Recorded data:
════════════════

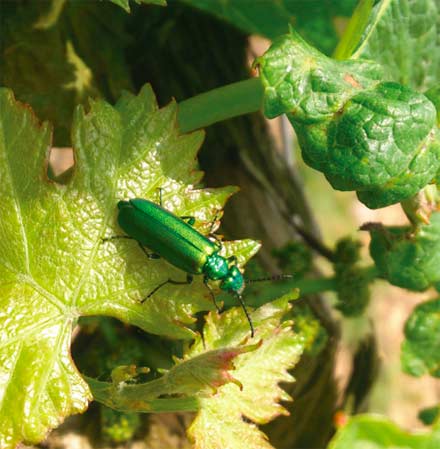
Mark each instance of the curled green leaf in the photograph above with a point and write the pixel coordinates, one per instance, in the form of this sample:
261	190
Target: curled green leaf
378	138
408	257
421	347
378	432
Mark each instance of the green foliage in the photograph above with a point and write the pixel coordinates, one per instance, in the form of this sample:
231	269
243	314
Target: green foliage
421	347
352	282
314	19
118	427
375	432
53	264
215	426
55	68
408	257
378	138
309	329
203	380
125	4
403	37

════════════════

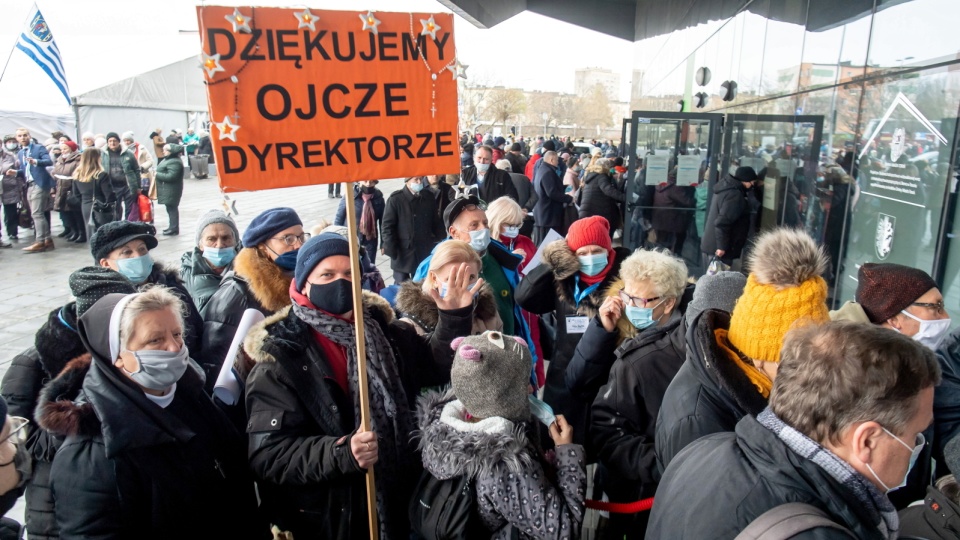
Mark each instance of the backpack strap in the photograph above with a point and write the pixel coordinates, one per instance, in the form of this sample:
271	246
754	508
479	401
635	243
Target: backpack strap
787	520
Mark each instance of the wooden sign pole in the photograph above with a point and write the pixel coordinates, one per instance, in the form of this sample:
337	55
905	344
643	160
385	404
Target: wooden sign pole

════════════════

§ Assignment
In the lines above, spot each one that contains the word "point" and copy it.

§ Task result
Mark each instance of the curled green leaf in the photograph above with a point and write the pixel coordinates, one per instance, in the form of this sample:
Mark each instance of the green foliage in the photograph above with a point and write the pixel coordinates, one per instance, in the form of this sample:
Mark each instance of the backpack strap in the photograph above with a point and write the pixel coordinates, one per instance, in the form of this sample:
Mark each instance of the wooden sign pole in the photograph above with a point and write the pixel coordinates, one per instance, in the form of this sample:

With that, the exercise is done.